> **ASSIGNMENT**
From the line with "object_query: green leaf" to the line with "object_query: brown twig", retype every line exactly, including those two, and leave out the rest of the data below.

> **DATA SHOWN**

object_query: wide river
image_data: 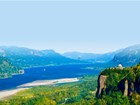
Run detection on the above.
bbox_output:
[0,64,100,90]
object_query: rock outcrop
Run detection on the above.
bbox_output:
[96,77,135,98]
[96,64,140,98]
[96,75,108,97]
[123,80,128,96]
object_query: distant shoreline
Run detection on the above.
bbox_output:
[0,78,79,100]
[23,63,92,69]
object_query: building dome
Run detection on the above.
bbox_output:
[118,64,123,70]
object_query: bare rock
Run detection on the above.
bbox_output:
[124,80,128,96]
[96,75,108,97]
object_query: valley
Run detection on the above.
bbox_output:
[1,45,140,104]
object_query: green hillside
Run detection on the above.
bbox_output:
[95,63,140,105]
[0,57,22,79]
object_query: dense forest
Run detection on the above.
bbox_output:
[0,57,22,79]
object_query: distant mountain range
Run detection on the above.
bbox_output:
[111,44,140,66]
[63,51,118,63]
[0,46,83,68]
[64,45,140,67]
[0,45,140,69]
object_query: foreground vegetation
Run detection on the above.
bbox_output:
[0,75,97,105]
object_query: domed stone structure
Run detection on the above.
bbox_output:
[118,64,123,70]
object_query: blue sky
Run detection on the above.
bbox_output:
[0,0,140,53]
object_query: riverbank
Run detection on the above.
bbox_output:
[17,78,79,88]
[0,78,79,100]
[0,88,29,100]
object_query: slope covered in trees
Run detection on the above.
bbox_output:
[95,63,140,105]
[0,57,22,79]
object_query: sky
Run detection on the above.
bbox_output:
[0,0,140,53]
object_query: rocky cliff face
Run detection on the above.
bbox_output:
[96,75,108,97]
[123,79,128,96]
[96,75,133,97]
[96,64,140,98]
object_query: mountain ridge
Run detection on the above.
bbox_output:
[63,51,118,63]
[1,44,140,68]
[0,46,85,68]
[111,44,140,66]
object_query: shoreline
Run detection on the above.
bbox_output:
[23,63,92,69]
[17,78,79,88]
[0,78,79,100]
[0,88,29,100]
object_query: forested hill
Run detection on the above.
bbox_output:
[95,63,140,105]
[0,57,22,79]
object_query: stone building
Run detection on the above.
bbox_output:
[118,64,123,70]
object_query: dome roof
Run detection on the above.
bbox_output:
[118,64,123,70]
[118,64,122,67]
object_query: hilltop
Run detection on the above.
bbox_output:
[95,63,140,105]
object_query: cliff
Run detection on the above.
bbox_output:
[96,75,108,97]
[96,63,140,98]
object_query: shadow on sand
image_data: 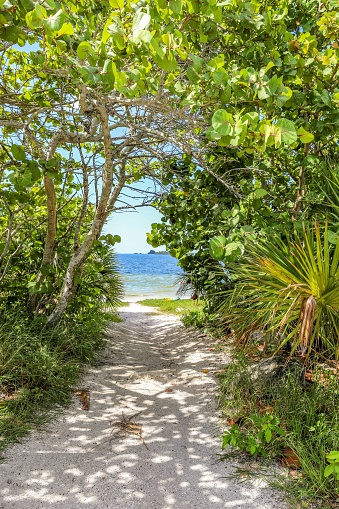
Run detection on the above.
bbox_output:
[0,305,286,509]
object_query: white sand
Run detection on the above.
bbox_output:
[0,303,288,509]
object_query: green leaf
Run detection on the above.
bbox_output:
[254,188,268,198]
[266,75,282,95]
[327,451,339,461]
[35,4,47,20]
[56,39,67,53]
[150,37,165,58]
[44,9,66,32]
[260,123,271,144]
[224,241,244,261]
[44,0,56,8]
[212,70,228,86]
[314,89,331,106]
[276,118,298,145]
[56,22,74,36]
[205,126,221,140]
[109,0,124,8]
[18,0,34,9]
[131,10,151,44]
[0,26,19,42]
[302,155,319,167]
[258,85,270,100]
[242,111,259,125]
[209,235,227,260]
[135,29,152,44]
[17,171,32,188]
[102,233,122,246]
[212,109,233,136]
[297,127,314,144]
[11,144,26,161]
[190,55,204,71]
[169,0,182,13]
[77,41,93,60]
[186,67,200,83]
[25,10,43,29]
[26,161,40,182]
[265,428,272,443]
[155,52,178,71]
[324,464,335,477]
[263,61,275,75]
[105,21,126,48]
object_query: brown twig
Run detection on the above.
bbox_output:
[110,412,149,450]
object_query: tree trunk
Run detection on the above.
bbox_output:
[27,129,59,313]
[46,98,126,327]
[27,173,57,312]
[45,175,125,328]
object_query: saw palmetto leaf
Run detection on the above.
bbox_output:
[221,223,339,360]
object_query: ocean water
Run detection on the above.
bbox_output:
[117,253,183,301]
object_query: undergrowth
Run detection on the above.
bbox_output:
[0,310,120,457]
[218,351,339,507]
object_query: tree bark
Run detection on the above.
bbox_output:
[45,98,126,327]
[45,174,126,328]
[26,135,58,313]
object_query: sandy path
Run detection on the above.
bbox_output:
[0,304,287,509]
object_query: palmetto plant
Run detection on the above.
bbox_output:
[221,223,339,360]
[306,163,339,228]
[74,248,123,312]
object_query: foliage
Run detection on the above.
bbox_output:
[147,0,339,323]
[220,223,339,360]
[218,352,339,501]
[71,247,124,314]
[4,0,337,322]
[324,451,339,482]
[0,0,225,324]
[0,308,119,455]
[181,310,209,329]
[222,413,285,457]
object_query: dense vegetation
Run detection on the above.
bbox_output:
[1,0,339,505]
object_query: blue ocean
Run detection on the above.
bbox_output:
[117,253,183,301]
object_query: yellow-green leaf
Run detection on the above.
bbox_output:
[109,0,124,8]
[297,127,314,144]
[56,22,74,37]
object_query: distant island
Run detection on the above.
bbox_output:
[148,250,169,255]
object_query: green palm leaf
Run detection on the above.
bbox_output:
[75,248,124,312]
[221,223,339,360]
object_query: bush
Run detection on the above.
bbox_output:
[218,353,339,503]
[0,309,111,456]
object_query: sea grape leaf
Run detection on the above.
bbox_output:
[209,235,227,260]
[276,118,298,145]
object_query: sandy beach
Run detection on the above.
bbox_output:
[0,304,287,509]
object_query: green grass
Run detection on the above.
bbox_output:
[0,308,116,457]
[218,351,339,506]
[137,298,204,315]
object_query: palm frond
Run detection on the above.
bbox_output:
[221,222,339,361]
[75,248,124,311]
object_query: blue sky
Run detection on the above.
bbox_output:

> **RESULT OF THIS EXERCISE**
object_query: green leaf
Run detection on the above.
bbox_output:
[254,188,268,198]
[266,75,282,95]
[327,451,339,461]
[35,4,47,20]
[56,39,67,53]
[150,37,165,58]
[44,9,66,32]
[260,123,271,144]
[224,241,244,261]
[44,0,56,8]
[212,70,228,86]
[314,89,331,106]
[276,118,298,145]
[56,22,74,36]
[205,126,221,140]
[109,0,124,8]
[18,0,34,9]
[131,10,151,44]
[0,26,19,42]
[302,155,319,167]
[258,85,270,100]
[242,111,259,125]
[209,235,227,260]
[135,29,152,44]
[17,171,32,188]
[102,233,122,246]
[212,109,233,136]
[297,127,314,144]
[11,144,26,161]
[190,55,204,71]
[169,0,182,13]
[77,41,93,60]
[186,67,200,83]
[25,10,43,29]
[26,161,40,182]
[265,428,272,443]
[155,52,178,71]
[324,464,335,477]
[263,61,275,75]
[105,21,126,48]
object_query: brown twig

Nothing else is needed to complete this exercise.